# Exercices à traiter:
**a.** Extrayez tel quel, de l'article sur la justice transitionnelle au Soudan, le passage qui commence par « Une conférence doit » et se poursuit jusqu'à « avec les putschistes. ».
**b.** Prolongez l'article sur la justice transitionnelle au Soudan à la suite de sa dernière phrase.
*** Texte fourni
Une conférence doit être organisée pour statuer sur la justice transitionnelle. Mais les familles de victimes ne font pas confiance aux militaires.
L’index et le pouce posés sur son menton lui donnent un air contemplatif. Comme si, à l’époque où son ami avait dessiné son portrait, Ali Hobeldeen s’était déjà extrait, un instant, du monde des vivants. Ce comptable avait 28 ans lorsqu’une grenade lacrymogène a sectionné son artère carotide. C’était le 9 janvier, en marge d’une énième manifestation pacifique contre le coup d’État militaire qui a interrompu la transition démocratique soudanaise le 25 octobre 2021. Alors, près d’un an plus tard, sa mère, l’avocate Nemat Hamdan, ne peut se satisfaire de l’accord-cadre que certains représentants de la société civile ont passés le 5 décembre avec les putschistes.
« Ce texte a été préparé pendant plusieurs mois de manière secrète. Cela signifie forcément que les politiques et les militaires se protègent eux-mêmes ainsi que leurs intérêts. Si nous acceptons ce pacte, nous gaspillerons à la fois le sang des martyrs, mais aussi le sang et les efforts de ceux qui continuent à descendre dans la rue », explique Nemat Hamdan, sous le regard de son fils encadré dans le salon familial. Avec la réforme du secteur sécuritaire, la paix, le démantèlement de l’ancien régime et la résolution de la crise du Soudan oriental, la justice transitionnelle fait partie des dossiers que les signataires ont remis à plus tard. Ces sujets sensibles devraient être discutés dans le cadre d’ateliers de trois jours prévus entre fin décembre et début janvier. Puis les conclusions seront intégrées au document de cinq pages.
******
*** Données extraites
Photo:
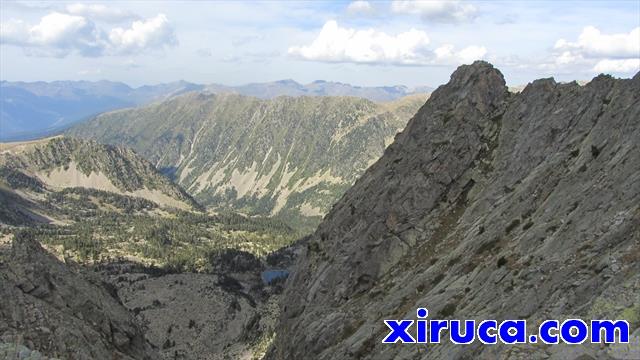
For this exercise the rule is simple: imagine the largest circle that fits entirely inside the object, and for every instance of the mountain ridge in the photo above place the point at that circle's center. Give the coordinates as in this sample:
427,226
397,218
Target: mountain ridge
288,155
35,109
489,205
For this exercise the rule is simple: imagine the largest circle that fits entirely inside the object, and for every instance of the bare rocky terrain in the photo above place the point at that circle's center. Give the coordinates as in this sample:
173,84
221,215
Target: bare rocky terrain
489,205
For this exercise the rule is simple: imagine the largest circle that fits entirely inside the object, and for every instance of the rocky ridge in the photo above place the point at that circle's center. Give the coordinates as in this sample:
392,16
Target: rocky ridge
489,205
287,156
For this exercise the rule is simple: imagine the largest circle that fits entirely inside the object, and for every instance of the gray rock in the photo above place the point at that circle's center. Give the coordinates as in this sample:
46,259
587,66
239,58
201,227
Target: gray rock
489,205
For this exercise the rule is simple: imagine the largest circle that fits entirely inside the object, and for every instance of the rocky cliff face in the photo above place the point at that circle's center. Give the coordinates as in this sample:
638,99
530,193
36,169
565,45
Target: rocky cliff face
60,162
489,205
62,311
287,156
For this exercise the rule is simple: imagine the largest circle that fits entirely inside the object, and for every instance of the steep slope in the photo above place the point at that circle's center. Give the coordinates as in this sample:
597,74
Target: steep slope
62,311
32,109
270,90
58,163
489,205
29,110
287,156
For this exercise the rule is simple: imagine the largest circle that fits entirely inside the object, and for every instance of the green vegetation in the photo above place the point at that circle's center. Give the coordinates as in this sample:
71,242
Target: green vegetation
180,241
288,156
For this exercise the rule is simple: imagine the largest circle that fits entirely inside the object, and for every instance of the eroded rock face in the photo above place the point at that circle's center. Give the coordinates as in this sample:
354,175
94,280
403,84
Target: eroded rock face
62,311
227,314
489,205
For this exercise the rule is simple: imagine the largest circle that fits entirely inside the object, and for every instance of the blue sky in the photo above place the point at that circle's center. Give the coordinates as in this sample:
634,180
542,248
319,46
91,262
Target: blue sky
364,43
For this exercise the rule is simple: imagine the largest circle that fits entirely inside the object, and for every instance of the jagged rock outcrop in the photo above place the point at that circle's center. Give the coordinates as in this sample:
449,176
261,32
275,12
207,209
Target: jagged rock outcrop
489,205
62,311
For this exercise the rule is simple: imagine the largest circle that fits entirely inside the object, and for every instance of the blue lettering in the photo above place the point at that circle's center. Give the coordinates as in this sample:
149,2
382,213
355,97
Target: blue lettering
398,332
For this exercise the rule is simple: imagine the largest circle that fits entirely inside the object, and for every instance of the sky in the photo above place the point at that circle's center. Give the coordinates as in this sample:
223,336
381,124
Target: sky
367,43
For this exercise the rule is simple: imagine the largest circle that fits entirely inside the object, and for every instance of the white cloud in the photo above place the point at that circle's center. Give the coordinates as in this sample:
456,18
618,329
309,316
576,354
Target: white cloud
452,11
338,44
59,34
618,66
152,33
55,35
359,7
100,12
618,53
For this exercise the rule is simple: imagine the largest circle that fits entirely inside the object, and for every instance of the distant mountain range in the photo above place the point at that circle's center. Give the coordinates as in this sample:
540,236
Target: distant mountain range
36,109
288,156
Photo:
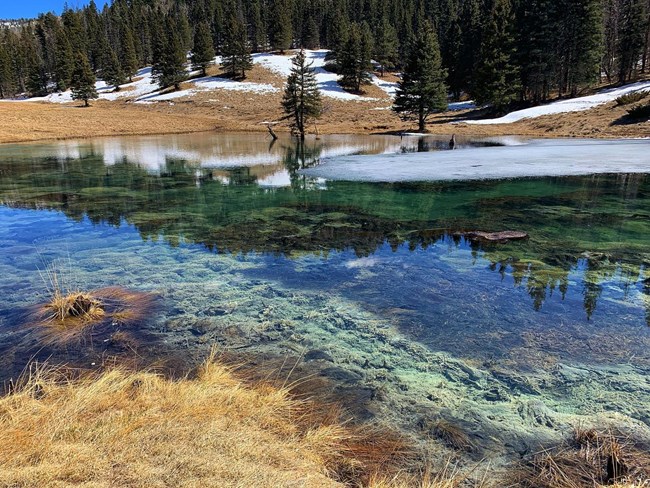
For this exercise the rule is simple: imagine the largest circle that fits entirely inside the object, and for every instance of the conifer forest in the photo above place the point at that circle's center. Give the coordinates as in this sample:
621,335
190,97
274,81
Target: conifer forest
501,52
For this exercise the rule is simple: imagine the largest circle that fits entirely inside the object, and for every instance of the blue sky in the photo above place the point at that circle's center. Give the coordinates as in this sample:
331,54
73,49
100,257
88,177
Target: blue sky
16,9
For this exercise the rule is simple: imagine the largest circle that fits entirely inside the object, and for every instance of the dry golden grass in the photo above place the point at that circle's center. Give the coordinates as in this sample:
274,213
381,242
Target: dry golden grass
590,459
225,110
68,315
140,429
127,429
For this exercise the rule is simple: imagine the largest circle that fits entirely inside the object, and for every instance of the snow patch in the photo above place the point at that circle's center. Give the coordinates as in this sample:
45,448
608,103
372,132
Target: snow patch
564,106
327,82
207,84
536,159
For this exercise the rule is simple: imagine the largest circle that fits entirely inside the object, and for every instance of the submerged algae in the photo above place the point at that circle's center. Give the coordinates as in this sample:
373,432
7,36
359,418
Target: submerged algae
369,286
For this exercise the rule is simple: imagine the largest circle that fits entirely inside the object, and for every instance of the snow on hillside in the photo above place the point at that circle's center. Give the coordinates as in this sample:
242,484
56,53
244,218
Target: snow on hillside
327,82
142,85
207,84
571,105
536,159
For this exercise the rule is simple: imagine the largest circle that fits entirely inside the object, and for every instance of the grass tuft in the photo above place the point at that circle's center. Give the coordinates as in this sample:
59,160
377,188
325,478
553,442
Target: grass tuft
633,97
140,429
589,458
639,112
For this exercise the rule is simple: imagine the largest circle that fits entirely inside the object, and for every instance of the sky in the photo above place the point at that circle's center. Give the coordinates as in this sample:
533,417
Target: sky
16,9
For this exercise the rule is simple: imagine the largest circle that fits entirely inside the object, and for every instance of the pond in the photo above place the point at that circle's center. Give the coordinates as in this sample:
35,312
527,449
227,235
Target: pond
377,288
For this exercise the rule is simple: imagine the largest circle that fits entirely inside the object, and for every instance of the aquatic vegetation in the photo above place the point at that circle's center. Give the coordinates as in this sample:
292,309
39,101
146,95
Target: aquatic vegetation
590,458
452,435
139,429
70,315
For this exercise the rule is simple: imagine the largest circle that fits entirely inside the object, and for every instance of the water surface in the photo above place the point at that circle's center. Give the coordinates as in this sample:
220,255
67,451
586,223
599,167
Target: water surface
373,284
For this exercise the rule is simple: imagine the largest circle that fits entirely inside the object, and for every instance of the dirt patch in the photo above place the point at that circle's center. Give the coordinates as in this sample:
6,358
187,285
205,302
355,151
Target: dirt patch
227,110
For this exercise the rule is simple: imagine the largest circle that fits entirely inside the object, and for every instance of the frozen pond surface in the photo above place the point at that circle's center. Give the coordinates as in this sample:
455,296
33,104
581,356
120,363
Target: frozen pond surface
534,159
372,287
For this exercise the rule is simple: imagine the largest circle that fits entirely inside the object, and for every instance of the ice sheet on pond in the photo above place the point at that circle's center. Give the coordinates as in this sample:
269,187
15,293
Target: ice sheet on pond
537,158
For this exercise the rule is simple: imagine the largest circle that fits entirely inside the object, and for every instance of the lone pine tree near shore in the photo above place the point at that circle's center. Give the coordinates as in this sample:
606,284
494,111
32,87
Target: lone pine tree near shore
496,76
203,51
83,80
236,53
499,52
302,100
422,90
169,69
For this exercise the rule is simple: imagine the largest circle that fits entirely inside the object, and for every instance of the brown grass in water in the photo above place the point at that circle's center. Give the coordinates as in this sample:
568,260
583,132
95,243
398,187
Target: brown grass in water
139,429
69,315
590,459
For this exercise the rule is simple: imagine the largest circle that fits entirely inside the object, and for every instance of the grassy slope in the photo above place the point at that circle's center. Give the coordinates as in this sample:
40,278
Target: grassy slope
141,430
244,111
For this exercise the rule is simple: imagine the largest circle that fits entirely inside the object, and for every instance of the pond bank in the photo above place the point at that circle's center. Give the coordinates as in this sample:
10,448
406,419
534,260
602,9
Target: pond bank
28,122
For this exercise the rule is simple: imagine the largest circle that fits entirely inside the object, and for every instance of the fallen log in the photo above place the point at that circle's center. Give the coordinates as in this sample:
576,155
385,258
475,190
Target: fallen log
******
# Réponses proposées:
**a.**
Une conférence doit être organisée pour statuer sur la justice transitionnelle. Mais les familles de victimes ne font pas confiance aux militaires.
L’index et le pouce posés sur son menton lui donnent un air contemplatif. Comme si, à l’époque où son ami avait dessiné son portrait, Ali Hobeldeen s’était déjà extrait, un instant, du monde des vivants. Ce comptable avait 28 ans lorsqu’une grenade lacrymogène a sectionné son artère carotide. C’était le 9 janvier, en marge d’une énième manifestation pacifique contre le coup d’État militaire qui a interrompu la transition démocratique soudanaise le 25 octobre 2021. Alors, près d’un an plus tard, sa mère, l’avocate Nemat Hamdan, ne peut se satisfaire de l’accord-cadre que certains représentants de la société civile ont passés le 5 décembre avec les putschistes.

**b.**
Un atelier pour crédibiliser l’accord-cadre
« Si nous étions restés dans le statu quo qui a suivi le putsch, rien ne se serait passé. Il y aurait eu davantage de victimes et de violations des droits de l’homme. Cette situation n’aurait jamais permis de servir la cause de la justice au Soudan », justifie Nasredeen Abdulbari. Ministre de la Justice jusqu’au coup d’État, ce docteur en sciences juridiques compte parmi les principaux architectes du traité du 5 décembre. Il reconnaît néanmoins qu’il n’existe aucune garantie que le pacte sera, cette fois, respecté.
L’avocat Rifaat Makkawi représente de nombreux parents des 122 hommes et femmes qui ont péri depuis le putsch. Il ne soutient pas l’accord-cadre puisqu’il risque, selon lui, de retarder la justice transitionnelle. Il ne participera donc pas à la conférence supposée esquisser les contours de ce processus. « Pendant la transition dirigée par l’ex-Premier ministre Abdallah Hamdok, plusieurs réunions de ce type ont été organisées pour entendre les positions des victimes, mais la participation de ces dernières ne doit pas prendre cette forme », avertit-il, au nom du manque de confidentialité. « Cet atelier servira seulement à montrer que les signataires entendent les victimes pour donner de la crédibilité à leur accord, regrette Rifaat Makkawi. C’est leur seule intention. Mais les Soudanais ne sont pas naïfs ! »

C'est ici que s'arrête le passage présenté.